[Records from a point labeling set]
· · · · · · ·

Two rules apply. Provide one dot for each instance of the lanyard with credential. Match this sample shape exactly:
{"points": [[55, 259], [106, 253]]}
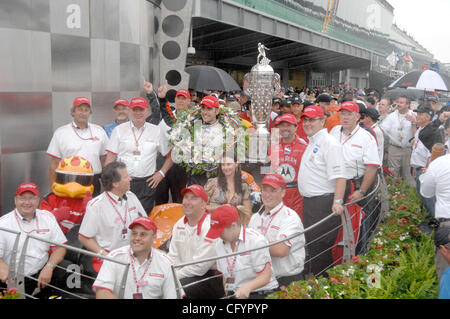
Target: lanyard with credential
{"points": [[348, 138], [92, 138], [140, 282], [136, 140], [231, 266], [264, 230], [37, 230], [124, 219]]}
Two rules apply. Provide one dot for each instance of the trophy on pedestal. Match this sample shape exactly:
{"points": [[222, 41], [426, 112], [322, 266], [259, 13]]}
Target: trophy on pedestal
{"points": [[261, 84]]}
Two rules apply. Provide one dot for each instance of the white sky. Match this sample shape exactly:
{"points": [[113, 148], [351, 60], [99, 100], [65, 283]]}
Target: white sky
{"points": [[428, 21]]}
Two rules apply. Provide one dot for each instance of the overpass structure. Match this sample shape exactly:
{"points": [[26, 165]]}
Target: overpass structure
{"points": [[56, 50]]}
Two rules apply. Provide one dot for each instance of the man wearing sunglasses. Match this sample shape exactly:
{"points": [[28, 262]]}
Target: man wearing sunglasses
{"points": [[27, 219]]}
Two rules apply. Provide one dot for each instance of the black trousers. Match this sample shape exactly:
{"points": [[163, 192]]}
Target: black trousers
{"points": [[320, 239], [370, 207], [144, 193]]}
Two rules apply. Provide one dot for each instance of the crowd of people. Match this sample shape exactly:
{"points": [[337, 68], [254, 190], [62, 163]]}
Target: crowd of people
{"points": [[333, 146]]}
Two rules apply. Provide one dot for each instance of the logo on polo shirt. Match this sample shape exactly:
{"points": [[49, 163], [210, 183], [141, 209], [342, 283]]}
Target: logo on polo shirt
{"points": [[287, 171]]}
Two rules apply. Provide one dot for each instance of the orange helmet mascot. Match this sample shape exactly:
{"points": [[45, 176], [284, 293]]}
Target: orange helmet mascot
{"points": [[71, 191]]}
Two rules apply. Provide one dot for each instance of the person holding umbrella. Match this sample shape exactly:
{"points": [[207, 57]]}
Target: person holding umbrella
{"points": [[398, 127]]}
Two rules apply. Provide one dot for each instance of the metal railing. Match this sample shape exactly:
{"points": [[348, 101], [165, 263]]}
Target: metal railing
{"points": [[16, 277], [349, 243]]}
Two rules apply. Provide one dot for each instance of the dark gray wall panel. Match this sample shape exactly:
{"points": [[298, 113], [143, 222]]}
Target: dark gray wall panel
{"points": [[25, 121], [71, 66], [105, 65], [102, 105], [105, 17], [129, 21], [25, 14], [70, 17], [26, 65], [130, 77]]}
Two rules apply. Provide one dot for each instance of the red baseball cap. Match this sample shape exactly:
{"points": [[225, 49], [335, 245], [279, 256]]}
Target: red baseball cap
{"points": [[81, 100], [145, 222], [210, 101], [288, 118], [313, 112], [349, 106], [221, 218], [27, 187], [123, 102], [138, 102], [274, 180], [184, 92], [198, 191]]}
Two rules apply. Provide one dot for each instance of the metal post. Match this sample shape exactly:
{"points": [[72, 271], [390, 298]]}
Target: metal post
{"points": [[11, 281], [177, 286], [20, 281], [123, 283], [347, 236]]}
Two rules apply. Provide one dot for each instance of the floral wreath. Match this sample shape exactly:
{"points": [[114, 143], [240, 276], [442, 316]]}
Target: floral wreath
{"points": [[186, 153]]}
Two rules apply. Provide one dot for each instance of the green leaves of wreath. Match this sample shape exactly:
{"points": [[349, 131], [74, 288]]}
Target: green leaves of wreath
{"points": [[185, 153]]}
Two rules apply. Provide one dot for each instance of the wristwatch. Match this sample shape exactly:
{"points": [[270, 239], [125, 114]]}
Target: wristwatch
{"points": [[50, 265]]}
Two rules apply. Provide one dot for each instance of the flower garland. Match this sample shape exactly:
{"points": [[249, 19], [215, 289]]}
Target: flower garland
{"points": [[398, 265], [197, 156]]}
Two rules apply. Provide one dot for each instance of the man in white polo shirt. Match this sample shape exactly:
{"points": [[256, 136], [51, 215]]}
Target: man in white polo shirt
{"points": [[321, 182], [248, 275], [278, 222], [136, 143], [361, 164], [149, 274], [27, 219], [436, 182], [421, 154], [105, 223], [398, 128], [359, 148], [189, 243], [79, 138]]}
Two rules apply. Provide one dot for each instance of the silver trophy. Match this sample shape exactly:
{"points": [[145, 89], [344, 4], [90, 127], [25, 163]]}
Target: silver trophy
{"points": [[261, 84]]}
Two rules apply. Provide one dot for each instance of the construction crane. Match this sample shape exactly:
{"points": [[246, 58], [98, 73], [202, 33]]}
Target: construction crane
{"points": [[330, 13]]}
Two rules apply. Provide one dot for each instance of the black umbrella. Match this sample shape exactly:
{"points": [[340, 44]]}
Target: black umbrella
{"points": [[203, 77], [412, 94], [423, 80]]}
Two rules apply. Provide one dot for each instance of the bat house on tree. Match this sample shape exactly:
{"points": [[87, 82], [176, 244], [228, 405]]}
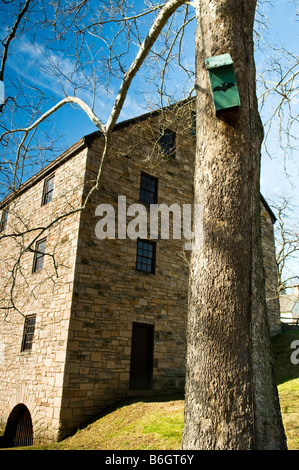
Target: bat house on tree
{"points": [[223, 83]]}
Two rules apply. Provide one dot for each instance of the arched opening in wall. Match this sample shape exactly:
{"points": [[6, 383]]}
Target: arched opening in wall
{"points": [[19, 430]]}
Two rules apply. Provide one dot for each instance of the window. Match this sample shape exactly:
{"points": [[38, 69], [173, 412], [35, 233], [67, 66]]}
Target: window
{"points": [[167, 142], [148, 189], [38, 260], [193, 124], [48, 190], [3, 222], [29, 327], [146, 256]]}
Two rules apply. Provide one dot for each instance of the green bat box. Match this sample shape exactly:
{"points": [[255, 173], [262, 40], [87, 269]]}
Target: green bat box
{"points": [[223, 83]]}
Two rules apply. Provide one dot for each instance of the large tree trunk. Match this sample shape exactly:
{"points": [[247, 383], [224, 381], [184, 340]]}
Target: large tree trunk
{"points": [[231, 395]]}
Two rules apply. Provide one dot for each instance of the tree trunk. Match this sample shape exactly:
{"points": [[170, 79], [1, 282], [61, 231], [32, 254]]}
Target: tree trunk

· · · · · · ·

## Work required
Could you quote, exactly as they appear, the line containing "of the window." and every line after it to the end of the records above?

## Result of the exercise
Two rules apply. Provide one dot for each instance of the window. Match this sample shape exactly:
{"points": [[38, 69], [173, 412], [35, 233], [67, 66]]}
Target: window
{"points": [[167, 142], [148, 189], [38, 260], [193, 124], [48, 190], [3, 222], [29, 327], [146, 256]]}
Two rules apply. Provide one dot for each instance of the green bat box. Match this sample shape exactly:
{"points": [[255, 173], [262, 40], [87, 269]]}
Target: green bat box
{"points": [[223, 83]]}
Two rules apply. Provide one dot for each instance of the large tree trunk. Match this sample shape exactly:
{"points": [[247, 383], [224, 381], [184, 340]]}
Target: large tree trunk
{"points": [[231, 395]]}
Two rules apply. Provide one dot for each instance of the tree trunk. Match this sample shape exactly:
{"points": [[170, 79], [1, 282], [61, 231], [32, 254]]}
Target: tree trunk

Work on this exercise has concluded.